» **EXERCISE DATA**:

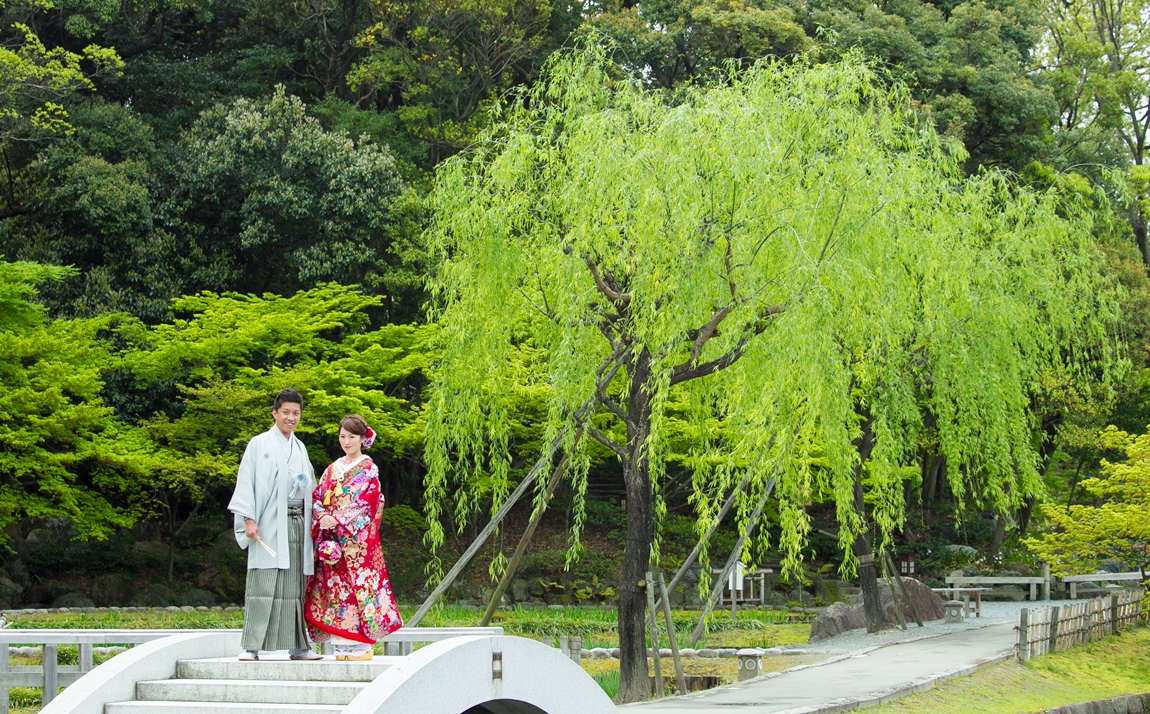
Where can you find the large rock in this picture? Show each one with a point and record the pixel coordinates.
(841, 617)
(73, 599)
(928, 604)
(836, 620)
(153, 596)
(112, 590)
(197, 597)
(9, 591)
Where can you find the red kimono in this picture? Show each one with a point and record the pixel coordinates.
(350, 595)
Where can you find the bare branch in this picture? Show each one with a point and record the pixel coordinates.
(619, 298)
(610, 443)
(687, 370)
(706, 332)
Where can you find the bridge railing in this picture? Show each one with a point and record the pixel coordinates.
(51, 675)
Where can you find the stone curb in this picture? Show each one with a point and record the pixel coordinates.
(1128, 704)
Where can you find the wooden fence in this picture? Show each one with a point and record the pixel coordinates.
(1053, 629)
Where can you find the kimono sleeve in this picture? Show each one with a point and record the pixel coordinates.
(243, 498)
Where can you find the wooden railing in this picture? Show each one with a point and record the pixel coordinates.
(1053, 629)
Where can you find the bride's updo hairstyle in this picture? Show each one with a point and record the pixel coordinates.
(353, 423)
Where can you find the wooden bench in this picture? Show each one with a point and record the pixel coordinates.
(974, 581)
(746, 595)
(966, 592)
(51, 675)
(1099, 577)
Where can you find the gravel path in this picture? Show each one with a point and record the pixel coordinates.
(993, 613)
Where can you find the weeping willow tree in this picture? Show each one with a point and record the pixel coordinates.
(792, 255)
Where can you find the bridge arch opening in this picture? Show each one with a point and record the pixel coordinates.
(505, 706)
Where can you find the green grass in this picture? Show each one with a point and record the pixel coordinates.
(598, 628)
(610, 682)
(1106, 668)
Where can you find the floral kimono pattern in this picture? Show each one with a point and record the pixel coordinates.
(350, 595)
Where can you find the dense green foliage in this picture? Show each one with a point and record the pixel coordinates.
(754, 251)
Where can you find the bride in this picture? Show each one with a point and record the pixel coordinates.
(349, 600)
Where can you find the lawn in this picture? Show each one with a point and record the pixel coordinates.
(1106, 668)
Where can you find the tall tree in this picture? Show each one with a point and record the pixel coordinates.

» **THE PROBLEM**: A word-for-word copy of all the data, without pictures, is the expected output.

» **SOLUTION**:
Where can you find the large rock in this picture? Show each one with a point and record the pixel coordinates.
(841, 617)
(73, 599)
(928, 604)
(836, 620)
(153, 596)
(112, 590)
(197, 597)
(9, 591)
Where can you find the red kimono in this picture? Show each one with a point and record the pixel coordinates.
(350, 595)
Where can you find the bare branch in this picture? Show each one with a point and record the pixel coordinates.
(619, 298)
(610, 443)
(687, 370)
(706, 332)
Where can you find the bridge railing in this picture? Show each one with a point and record the pixel coordinates.
(51, 675)
Where can you find the stone curb in this picture? Show each one with a point and record the pixel coordinates.
(1128, 704)
Where can you find the wooden fence in this picture? Show each one with a point and record the pixel coordinates.
(1053, 629)
Where can you find the kimono sleeve in this picture? Show each one with a point and record the pixel coordinates.
(243, 498)
Where can you find the wooden railing in this picture? Show each one with a point and record the pixel coordinates.
(1053, 629)
Where can you find the bride's updo hairstyle in this picture? Show each one with a point and record the pixel coordinates.
(353, 423)
Where can you find the wooden bench in this picture? Show each one with a point and record the pixel coordinates.
(974, 581)
(746, 595)
(966, 592)
(51, 675)
(1099, 577)
Where can you find the gravel path in this picture? Show each one with a point and record the pixel coordinates.
(993, 613)
Where can you find the weeping willow tree in this picture? Show each one with a point and record the pixel coordinates.
(792, 255)
Where can you find the bridge arch opening in this picture? Show each one with a point and record the pixel coordinates.
(505, 706)
Where can you find the green grass in this picture? Show each one with a point and record the pixel coordinates.
(598, 628)
(610, 682)
(1106, 668)
Where can you find the floral kimono pattern in this picture? Show each one with a point and record the pixel coordinates.
(350, 595)
Where can you find the dense green foliage in this picture? Show each one with a point and record the pixel coordinates.
(754, 251)
Where can you find the bride in this picture? Show each one with a point and record the pixel coordinates.
(349, 600)
Where can you find the lawn in this picture? Show each one with a point and record the pixel coordinates.
(1106, 668)
Where can you find the tall tree in this picture? Show each one with a point and record the pixel coordinates.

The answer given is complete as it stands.